Excerpt provided =
The cursor is able to display no more than three frames of video
and sound at the same time in one direction or the other. The
cursor then becomes an aid to identifying the material only.
[0007] Published GB Patent application GB 2,101,795 relates to
dubbing translation of soundtracks on film. This invention depends
upon an ability to provide histograms, or a digital representation,
of the sound amplitude. Somewhat difficult for the actors, as it is
like asking them to learn a whole new alphabet. The invention also
suggests that recorded material can be electronically shaped to fit
the lip movement in order to produce a more natural speech.
Unfortunately, it is known, in light of the current technology,
that any reshaping that is not minimal will only distort the sound
and will not therefore provide a natural sound. Each section, or
loop of film, requires that it is manually operated by a trained
user.

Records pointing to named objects

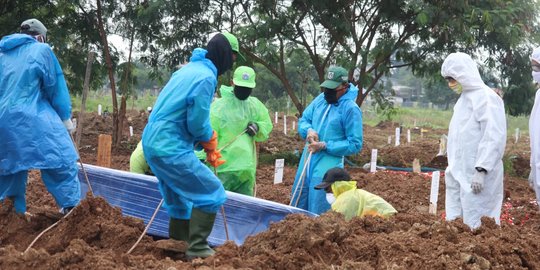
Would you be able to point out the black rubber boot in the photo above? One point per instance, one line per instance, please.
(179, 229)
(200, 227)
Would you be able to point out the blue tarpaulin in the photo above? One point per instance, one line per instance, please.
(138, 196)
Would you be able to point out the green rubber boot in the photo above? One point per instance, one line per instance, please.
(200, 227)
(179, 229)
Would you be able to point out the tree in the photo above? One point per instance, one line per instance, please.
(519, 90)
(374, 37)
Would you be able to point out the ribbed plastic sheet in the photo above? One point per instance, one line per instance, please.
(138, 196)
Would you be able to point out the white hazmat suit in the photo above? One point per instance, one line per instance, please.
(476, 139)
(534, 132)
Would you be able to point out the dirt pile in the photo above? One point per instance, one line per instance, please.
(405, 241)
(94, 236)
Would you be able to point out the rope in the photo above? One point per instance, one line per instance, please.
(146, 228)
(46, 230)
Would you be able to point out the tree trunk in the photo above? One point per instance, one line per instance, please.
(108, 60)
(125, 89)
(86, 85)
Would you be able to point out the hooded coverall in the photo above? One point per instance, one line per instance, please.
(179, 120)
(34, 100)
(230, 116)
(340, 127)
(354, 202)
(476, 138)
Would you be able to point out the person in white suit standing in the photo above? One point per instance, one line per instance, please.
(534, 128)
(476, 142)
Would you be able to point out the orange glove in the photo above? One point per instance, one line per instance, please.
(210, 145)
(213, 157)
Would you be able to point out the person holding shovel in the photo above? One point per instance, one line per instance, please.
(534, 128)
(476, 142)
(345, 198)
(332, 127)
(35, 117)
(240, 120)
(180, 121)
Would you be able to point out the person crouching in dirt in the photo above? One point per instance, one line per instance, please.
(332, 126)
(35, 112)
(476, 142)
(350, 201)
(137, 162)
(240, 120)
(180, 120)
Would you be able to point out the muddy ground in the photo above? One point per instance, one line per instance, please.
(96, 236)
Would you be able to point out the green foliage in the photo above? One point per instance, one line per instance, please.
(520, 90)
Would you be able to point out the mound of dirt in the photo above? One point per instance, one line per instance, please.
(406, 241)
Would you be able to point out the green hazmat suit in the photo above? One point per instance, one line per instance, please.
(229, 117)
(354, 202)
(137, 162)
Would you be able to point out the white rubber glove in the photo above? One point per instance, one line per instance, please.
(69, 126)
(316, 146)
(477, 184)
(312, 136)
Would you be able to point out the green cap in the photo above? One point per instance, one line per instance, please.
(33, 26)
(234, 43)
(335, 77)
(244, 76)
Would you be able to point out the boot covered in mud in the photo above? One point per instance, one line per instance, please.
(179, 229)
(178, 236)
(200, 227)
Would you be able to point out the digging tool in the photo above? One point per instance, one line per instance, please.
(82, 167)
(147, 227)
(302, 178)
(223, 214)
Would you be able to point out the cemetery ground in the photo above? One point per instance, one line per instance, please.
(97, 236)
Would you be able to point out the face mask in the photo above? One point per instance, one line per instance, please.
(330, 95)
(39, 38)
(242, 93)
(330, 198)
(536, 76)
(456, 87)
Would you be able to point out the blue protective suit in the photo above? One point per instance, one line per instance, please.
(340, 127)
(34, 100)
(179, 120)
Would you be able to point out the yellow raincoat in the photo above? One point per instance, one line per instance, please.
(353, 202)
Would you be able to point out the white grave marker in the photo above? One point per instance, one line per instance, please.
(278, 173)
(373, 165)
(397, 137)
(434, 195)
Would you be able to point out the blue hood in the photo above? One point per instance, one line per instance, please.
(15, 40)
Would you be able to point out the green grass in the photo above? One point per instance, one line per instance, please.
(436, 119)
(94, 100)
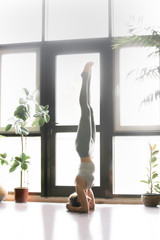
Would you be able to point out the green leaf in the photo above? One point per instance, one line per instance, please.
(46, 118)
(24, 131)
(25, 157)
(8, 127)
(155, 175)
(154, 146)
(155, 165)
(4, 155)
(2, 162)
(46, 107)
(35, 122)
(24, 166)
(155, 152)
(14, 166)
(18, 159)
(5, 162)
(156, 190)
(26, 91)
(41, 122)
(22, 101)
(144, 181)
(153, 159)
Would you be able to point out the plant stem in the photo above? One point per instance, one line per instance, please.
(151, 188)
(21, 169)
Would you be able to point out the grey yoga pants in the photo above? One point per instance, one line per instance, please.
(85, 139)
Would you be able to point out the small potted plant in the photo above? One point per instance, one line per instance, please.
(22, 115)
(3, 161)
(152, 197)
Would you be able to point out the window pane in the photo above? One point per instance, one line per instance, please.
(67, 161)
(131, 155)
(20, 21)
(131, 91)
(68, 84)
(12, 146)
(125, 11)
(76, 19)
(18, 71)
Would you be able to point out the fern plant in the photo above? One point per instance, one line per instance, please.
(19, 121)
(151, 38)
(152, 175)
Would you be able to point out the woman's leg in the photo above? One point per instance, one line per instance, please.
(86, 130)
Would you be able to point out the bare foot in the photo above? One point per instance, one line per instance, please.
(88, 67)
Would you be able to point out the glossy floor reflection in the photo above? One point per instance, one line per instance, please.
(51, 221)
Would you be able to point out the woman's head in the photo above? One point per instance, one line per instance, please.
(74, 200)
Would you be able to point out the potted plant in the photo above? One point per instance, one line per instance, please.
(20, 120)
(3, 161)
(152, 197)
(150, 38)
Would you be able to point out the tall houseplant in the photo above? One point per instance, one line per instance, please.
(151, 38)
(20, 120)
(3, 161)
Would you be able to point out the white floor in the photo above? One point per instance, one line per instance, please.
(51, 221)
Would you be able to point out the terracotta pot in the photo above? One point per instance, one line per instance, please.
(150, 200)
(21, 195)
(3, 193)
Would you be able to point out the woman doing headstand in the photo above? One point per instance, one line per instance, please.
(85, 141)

Required tasks =
**1)** According to the excerpt on film dubbing, why can't electronic reshaping of recorded material give a natural sound?
**2)** Set down the excerpt on film dubbing word for word, starting with "The cursor is" and going on through "the material only.".
This material has no connection to the excerpt on film dubbing.

Complete answers =
**1)** With current technology, any reshaping that is more than minimal only distorts the sound. So it cannot produce a natural sound.

**2)**
The cursor is able to display no more than three frames of video
and sound at the same time in one direction or the other. The
cursor then becomes an aid to identifying the material only.